- **Problems to work on**:
- 1) In the Sport Scout restoration chapter, where did the author run the green wire?
- 2) Rewrite a passage of the Sport Scout restoration chapter, switching "lazy" for "impatient". Begin at the words "This was all" and stop after "at the ammeter.".
- 3) Carry on writing the Sport Scout restoration chapter, starting after its last sentence.

June/July 2000 Bike Feature 
Home / Features / 640 Resto
 Indian Sport Scout Restoration
  (from the point of view of a clueless newbie), Chapter Seven
Chapter Six here!
   By Jim Jones

The problem with being a big time author is that the two or three readers that have a Sport Scout in worse shape than mine actually believe I know something. For example this poor guy (you know who you are) on the VI mailing list. Here's my replies.

Click on pictures for full size
Subject: Re: [Virtual Indian] Sport Scout Wiring

Dear Scout Owner:

My bike will never be done.
I have to stretch out the story so that I can get another ten episodes in
VI in order to finish out my contract with Moen.

I'm interested in what responses you get on the wiring.
I ran the green one from the left side of the ammeter to the generator output.
The red one I used as the positive feed up to the right hand side of the ammeter.
The blue one from the switch ignition position to the coil.
The black one from the switch to the fuse/terminal block to be used to
turn on the tail light with the head light.
This was all based on the lengths of the wires...

Jim Jones


I got lazy and scanned this from Uncle Franks Q&A.
(A great book! I guess I should write a review for the freakin' book list!)

It looks pretty good except I question the wiring at the ammeter.
Most of the drawings have the leads to the battery and generator on the
opposite sides from what this one shows.

- **Data lines**:
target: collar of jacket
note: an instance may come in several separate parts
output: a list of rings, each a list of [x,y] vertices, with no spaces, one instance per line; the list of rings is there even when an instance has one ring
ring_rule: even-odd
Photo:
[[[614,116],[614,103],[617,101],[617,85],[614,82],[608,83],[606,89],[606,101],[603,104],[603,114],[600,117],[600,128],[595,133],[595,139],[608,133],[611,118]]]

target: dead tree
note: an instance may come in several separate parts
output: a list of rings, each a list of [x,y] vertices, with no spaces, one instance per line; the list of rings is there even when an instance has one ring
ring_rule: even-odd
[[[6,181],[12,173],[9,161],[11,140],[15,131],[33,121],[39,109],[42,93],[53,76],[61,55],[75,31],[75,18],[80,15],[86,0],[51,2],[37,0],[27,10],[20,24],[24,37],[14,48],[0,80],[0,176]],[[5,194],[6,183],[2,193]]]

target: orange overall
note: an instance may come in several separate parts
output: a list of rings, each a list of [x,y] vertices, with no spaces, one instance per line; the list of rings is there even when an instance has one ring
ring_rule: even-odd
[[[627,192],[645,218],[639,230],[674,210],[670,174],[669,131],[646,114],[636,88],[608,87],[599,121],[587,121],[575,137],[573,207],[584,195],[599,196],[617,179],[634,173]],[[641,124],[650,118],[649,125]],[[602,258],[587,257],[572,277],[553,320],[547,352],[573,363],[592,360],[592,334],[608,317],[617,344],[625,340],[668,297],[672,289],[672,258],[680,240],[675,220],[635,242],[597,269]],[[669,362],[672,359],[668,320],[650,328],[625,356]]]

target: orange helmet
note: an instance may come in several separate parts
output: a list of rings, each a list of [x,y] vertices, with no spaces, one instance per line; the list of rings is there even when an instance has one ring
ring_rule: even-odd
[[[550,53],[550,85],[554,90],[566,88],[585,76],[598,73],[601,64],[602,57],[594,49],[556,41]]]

- **Responses**:
- 1) From the left side of the ammeter to the generator output.

- 2)
This was all based on the lengths of the wires...

Jim Jones


I got impatient and scanned this from Uncle Franks Q&A.
(A great book! I guess I should write a review for the freakin' book list!)

It looks pretty good except I question the wiring at the ammeter.

- 3)
-And this:
Generator Manual here
Subject: Re: [Virtual Indian] Sport Scout Wiring

Dear Scout Owner:

Your questions indicate that you may not have read my articles on VI. Would you really follow the advice of someone who admits that they are clueless? Well, since you are a wild man, here is my take on it... 
1) I have not done all of this yet, because I am busy making some money to spend on food, beer and another bike or two! 
3) Most of this has not happened on my bike. Can you say "Guinea pig"? 
Official Wiring Guess (Partial) 
The hot and negative on the battery get attached to the little auxilliary connector that came with your battery tender. Sheath the wires with extra control cable cover or something that will make them inconspicuous. Strap 'em out of site where they won't rub or get crudded up too badly, but where you will be able to plug in the tender every day or so. 
The repro block I got has 2 fuses with their ends close together on one side and separated by 2 screw terminals on the other side. The fuse holders are held to the block by screws. 
A feed from the hot side of the battery goes to one of the fuses. I used the fuse near the back and in the spot where the ends of the fuses are closer together. So now your hot wire from the battery to the rest of the bike is fused. On the other side of this fuse put the red wire that goes up to the ammeter.
On the back of the bike there is a running light / brake light combination. There are 2 wires running from this, inside a shield back to the terminal block. Test it with a 9 volt battery between each wire and ground and figure out which filament you want to be the running light. Place this wire and the black wire on the furthest terminal forward. 
The other wire in that pair goes to the next closer terminal to the output end of the fuse. There is a brake light switch on the frame that gets two wires. One goes on the output of the fuse with the red wire. The other goes on the terminal that is between the output end of the fuse and the next terminal.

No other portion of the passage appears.